***** SUPPLIED DATA *****

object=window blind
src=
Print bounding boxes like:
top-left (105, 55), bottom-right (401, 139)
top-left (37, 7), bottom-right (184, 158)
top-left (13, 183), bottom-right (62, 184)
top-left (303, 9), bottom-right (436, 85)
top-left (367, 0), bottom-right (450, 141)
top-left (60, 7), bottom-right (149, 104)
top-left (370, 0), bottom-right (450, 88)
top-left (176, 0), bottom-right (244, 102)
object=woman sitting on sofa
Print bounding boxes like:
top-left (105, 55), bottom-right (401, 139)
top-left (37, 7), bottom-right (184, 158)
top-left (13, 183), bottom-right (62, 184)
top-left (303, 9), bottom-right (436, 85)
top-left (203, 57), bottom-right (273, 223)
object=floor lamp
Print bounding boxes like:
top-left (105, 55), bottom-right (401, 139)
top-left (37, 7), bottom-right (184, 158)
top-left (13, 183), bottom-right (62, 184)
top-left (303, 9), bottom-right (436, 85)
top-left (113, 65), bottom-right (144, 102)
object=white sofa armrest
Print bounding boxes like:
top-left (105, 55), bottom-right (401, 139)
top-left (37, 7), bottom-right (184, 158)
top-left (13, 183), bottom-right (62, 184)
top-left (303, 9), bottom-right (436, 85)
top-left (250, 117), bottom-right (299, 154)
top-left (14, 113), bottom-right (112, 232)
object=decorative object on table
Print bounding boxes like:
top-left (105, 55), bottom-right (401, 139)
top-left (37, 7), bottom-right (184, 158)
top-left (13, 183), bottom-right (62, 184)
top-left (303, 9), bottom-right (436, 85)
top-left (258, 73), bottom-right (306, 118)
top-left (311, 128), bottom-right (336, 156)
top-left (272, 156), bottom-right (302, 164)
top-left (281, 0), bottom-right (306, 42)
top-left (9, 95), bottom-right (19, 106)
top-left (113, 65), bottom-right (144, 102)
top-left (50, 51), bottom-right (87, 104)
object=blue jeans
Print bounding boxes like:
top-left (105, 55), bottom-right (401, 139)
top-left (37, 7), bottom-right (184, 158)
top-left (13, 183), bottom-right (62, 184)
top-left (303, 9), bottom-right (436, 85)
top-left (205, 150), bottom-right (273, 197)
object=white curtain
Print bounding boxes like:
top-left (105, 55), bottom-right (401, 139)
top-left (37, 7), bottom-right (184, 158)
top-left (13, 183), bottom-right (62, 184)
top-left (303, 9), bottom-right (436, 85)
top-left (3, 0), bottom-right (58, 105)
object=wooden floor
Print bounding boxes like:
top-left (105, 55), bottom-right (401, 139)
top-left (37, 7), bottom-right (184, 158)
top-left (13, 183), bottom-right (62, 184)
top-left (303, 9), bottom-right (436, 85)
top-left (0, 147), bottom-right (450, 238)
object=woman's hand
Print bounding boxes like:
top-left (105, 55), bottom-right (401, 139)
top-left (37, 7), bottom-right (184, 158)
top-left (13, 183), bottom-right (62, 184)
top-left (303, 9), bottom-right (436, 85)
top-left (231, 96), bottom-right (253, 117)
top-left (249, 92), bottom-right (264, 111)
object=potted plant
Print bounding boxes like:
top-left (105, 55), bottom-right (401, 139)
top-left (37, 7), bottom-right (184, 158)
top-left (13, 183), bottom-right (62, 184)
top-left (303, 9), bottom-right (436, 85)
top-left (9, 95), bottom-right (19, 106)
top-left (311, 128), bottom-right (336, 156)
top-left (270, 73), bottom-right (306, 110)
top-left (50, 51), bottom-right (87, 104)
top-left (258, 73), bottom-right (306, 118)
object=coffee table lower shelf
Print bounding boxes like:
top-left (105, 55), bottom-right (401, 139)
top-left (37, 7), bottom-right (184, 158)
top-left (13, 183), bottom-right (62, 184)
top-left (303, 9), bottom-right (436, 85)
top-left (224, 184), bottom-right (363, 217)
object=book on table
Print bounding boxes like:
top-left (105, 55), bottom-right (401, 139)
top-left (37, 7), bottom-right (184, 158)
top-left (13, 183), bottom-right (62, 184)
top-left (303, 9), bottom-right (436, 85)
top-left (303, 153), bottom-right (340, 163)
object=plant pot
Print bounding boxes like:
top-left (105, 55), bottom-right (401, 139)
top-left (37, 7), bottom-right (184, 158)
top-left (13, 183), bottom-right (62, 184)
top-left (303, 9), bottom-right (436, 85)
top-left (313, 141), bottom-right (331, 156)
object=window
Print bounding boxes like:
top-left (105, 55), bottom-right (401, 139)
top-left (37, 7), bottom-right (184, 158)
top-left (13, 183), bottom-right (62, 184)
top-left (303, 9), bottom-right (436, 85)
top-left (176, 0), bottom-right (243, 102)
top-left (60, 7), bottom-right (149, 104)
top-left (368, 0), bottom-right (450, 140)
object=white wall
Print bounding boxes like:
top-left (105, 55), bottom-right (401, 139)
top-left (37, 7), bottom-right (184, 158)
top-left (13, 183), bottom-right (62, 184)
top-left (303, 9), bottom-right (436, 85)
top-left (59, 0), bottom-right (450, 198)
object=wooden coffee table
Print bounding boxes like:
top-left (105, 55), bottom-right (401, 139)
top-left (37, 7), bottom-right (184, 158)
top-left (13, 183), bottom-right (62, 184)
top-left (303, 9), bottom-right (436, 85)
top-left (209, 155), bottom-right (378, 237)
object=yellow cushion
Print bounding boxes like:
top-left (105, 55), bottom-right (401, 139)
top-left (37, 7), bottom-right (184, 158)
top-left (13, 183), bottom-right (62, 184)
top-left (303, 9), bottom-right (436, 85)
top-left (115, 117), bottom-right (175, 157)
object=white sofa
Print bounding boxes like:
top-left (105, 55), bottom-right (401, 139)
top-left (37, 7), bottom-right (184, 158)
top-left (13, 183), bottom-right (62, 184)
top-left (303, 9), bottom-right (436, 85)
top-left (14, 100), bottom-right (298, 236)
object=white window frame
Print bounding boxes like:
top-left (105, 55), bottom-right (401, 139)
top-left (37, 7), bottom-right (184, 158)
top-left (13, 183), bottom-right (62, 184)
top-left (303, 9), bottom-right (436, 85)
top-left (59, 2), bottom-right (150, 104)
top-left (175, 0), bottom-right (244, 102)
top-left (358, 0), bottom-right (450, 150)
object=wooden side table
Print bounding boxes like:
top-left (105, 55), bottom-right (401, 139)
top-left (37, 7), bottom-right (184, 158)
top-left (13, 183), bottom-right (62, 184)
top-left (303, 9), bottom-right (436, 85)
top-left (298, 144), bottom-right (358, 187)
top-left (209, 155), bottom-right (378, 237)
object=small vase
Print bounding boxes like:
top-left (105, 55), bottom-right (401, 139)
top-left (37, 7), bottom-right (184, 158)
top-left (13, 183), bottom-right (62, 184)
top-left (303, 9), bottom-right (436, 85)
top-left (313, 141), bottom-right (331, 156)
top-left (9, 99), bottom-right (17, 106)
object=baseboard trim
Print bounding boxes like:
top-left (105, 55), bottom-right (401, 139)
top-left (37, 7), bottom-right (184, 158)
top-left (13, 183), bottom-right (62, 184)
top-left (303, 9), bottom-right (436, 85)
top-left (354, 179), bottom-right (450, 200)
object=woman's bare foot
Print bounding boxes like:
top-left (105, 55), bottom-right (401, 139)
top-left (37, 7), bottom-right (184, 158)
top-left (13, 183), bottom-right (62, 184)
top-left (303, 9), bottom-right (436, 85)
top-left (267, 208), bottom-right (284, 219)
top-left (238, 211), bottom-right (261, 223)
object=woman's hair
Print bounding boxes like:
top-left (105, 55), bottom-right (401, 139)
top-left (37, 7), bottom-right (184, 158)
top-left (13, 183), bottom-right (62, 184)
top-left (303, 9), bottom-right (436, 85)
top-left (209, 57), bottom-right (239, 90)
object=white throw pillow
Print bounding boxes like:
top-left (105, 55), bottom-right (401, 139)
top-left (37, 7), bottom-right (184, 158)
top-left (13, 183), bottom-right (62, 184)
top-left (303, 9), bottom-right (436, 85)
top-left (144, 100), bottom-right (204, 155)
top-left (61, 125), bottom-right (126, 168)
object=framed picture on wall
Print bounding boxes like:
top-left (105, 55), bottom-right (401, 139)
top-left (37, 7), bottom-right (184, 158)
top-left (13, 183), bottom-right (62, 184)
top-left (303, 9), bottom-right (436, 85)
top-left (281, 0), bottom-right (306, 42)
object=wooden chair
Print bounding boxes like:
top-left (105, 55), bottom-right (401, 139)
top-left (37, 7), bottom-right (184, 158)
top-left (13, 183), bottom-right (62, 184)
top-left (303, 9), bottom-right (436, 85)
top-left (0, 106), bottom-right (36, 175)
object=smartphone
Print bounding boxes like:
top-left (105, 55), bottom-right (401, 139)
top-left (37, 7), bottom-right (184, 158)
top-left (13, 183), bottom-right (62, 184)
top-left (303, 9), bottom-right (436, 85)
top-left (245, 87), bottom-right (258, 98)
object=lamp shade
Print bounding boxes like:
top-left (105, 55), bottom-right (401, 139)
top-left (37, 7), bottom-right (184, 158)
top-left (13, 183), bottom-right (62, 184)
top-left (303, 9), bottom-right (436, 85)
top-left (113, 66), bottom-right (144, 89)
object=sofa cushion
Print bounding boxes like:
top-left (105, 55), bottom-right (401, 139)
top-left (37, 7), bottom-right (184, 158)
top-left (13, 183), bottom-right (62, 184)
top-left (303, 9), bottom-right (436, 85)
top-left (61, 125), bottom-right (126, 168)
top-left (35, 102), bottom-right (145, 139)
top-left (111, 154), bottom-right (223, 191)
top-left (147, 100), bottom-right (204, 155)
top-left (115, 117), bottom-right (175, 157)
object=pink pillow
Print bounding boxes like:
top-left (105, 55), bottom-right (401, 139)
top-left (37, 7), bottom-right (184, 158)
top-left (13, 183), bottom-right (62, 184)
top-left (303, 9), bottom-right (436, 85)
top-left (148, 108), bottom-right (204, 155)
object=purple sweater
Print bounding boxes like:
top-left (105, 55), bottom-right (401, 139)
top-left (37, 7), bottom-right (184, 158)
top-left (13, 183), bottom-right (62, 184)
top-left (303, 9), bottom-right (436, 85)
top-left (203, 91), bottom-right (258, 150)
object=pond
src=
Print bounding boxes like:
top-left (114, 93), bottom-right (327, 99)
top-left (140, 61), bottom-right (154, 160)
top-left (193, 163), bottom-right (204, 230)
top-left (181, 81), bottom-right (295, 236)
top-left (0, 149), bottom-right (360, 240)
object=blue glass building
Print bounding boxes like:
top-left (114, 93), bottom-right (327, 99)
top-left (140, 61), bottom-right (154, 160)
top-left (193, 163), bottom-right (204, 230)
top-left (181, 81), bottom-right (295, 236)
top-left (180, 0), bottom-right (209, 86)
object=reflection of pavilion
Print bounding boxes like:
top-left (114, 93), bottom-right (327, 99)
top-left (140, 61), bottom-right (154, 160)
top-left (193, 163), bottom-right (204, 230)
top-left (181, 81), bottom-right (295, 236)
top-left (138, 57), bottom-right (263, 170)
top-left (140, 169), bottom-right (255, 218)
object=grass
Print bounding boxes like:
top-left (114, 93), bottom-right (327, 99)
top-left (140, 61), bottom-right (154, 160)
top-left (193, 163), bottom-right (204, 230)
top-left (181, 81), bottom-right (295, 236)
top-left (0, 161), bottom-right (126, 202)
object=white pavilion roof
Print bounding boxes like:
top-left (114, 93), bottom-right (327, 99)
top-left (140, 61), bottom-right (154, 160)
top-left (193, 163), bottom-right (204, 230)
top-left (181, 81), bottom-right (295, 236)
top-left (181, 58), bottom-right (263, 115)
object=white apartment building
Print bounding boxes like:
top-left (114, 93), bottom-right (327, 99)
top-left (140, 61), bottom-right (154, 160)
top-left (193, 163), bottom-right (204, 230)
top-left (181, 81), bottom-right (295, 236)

*****

WRITTEN INSTRUCTION:
Rewrite the records between the lines holding "object=pink pillow" and "top-left (0, 161), bottom-right (126, 202)", inclusive, keeping the requests and sample boxes as they are but moving every coordinate in the answer bounding boxes by -92.

RESPONSE TO THE EXERCISE:
object=pink pillow
Print bounding boxes like:
top-left (105, 55), bottom-right (401, 139)
top-left (37, 7), bottom-right (184, 158)
top-left (13, 183), bottom-right (62, 184)
top-left (303, 9), bottom-right (436, 85)
top-left (56, 16), bottom-right (112, 63)
object=purple sweater
Print bounding boxes like:
top-left (105, 55), bottom-right (401, 139)
top-left (37, 7), bottom-right (184, 158)
top-left (13, 183), bottom-right (62, 184)
top-left (303, 9), bottom-right (436, 85)
top-left (111, -1), bottom-right (166, 58)
object=pond
src=
Print bounding boxes like:
top-left (114, 93), bottom-right (327, 99)
top-left (140, 61), bottom-right (154, 160)
top-left (193, 163), bottom-right (204, 230)
top-left (181, 81), bottom-right (295, 236)
top-left (-92, 57), bottom-right (268, 148)
object=blue glass building
Print bounding boxes like:
top-left (114, 93), bottom-right (327, 99)
top-left (140, 61), bottom-right (154, 160)
top-left (193, 163), bottom-right (204, 230)
top-left (181, 81), bottom-right (295, 236)
top-left (88, -92), bottom-right (117, -6)
object=reflection of pavilion
Print bounding boxes like:
top-left (114, 93), bottom-right (327, 99)
top-left (140, 61), bottom-right (154, 160)
top-left (193, 163), bottom-right (204, 230)
top-left (181, 81), bottom-right (295, 236)
top-left (46, -35), bottom-right (171, 78)
top-left (48, 77), bottom-right (163, 126)
object=grass
Print bounding boxes like:
top-left (114, 93), bottom-right (327, 99)
top-left (140, 61), bottom-right (154, 160)
top-left (193, 163), bottom-right (204, 230)
top-left (181, 81), bottom-right (295, 236)
top-left (-92, 69), bottom-right (34, 110)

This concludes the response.